The problem | Set down exactly, and only, the lines from the one with "Indicate the stone arch" to the final line of the entries, both included.

++++++++++++++++++++

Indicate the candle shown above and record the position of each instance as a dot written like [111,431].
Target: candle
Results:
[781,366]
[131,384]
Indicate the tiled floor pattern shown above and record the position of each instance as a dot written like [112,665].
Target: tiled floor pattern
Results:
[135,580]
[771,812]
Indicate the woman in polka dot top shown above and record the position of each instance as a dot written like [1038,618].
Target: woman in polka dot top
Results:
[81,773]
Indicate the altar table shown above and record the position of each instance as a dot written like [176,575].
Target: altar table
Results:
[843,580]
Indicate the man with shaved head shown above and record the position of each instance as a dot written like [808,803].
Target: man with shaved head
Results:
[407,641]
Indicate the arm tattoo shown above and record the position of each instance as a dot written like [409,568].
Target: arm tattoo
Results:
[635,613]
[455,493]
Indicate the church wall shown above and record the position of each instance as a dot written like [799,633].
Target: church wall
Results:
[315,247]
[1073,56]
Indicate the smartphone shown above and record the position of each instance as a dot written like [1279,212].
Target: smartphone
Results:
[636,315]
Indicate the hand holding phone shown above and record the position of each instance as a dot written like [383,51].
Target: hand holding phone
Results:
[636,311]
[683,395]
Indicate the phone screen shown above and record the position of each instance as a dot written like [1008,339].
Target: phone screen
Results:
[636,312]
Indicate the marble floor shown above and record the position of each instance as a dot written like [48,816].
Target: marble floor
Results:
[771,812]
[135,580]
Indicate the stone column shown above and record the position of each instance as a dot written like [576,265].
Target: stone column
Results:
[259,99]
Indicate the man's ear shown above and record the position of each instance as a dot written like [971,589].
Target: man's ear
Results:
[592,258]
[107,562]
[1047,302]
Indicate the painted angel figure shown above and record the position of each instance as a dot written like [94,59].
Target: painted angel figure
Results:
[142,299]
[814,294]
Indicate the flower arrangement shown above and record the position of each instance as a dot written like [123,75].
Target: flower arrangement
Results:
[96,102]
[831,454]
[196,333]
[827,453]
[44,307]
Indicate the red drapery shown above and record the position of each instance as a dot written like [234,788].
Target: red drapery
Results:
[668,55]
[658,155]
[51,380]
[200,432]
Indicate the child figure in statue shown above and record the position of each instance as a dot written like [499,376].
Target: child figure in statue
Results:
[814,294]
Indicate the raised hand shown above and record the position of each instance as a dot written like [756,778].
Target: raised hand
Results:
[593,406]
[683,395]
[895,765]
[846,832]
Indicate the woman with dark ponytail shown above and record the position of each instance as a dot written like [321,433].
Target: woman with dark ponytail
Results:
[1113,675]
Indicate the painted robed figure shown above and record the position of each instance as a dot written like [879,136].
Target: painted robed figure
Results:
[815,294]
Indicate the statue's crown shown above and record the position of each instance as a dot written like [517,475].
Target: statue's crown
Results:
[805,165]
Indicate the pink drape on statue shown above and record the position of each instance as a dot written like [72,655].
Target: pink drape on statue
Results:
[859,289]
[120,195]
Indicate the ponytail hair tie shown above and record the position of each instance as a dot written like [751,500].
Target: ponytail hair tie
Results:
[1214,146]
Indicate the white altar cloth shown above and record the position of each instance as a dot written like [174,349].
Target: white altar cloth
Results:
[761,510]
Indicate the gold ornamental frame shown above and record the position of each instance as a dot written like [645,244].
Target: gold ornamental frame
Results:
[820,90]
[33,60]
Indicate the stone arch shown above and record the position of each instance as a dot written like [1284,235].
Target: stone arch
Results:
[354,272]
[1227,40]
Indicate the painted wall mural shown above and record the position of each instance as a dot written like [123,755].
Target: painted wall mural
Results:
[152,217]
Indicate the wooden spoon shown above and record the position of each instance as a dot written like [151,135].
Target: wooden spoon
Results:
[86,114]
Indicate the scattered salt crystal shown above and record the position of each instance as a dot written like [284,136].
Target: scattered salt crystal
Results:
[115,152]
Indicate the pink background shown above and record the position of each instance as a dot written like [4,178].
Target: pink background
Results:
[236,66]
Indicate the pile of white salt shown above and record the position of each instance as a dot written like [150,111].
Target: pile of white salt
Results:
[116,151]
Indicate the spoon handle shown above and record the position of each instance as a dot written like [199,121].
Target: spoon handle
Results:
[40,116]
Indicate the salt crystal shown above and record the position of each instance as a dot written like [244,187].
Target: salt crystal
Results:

++++++++++++++++++++

Written response |
Indicate the stone arch shown above and record the position of each instance as a dot written like [1284,235].
Target: stone arch
Results:
[354,272]
[1227,40]
Indicate the painted wall mural shown above and record the position of each instance as a dot written like [123,755].
Target: painted wall mural
Results:
[152,217]
Indicate the wooden spoon shown above and record the position of each instance as a dot written like [151,135].
Target: wooden spoon
Results:
[86,114]
Indicate the scattered salt crystal shown above and record the position of each instance as a dot written like [284,136].
Target: scattered salt crystal
Results:
[115,152]
Indicate the pink background shown above and record the position of each instance as a dot written like [4,178].
Target: pink background
Results:
[236,66]
Indicate the pile of white salt shown above and record the position of each instance as a dot written like [150,111].
Target: pile of white salt
Results:
[116,151]
Indicate the spoon handle shown above and record the position of each instance as a dot written like [199,121].
Target: spoon handle
Results:
[40,116]
Indicate the salt crystal shown above and record the position of each instance as a dot written like [244,187].
Target: salt crystal
Results:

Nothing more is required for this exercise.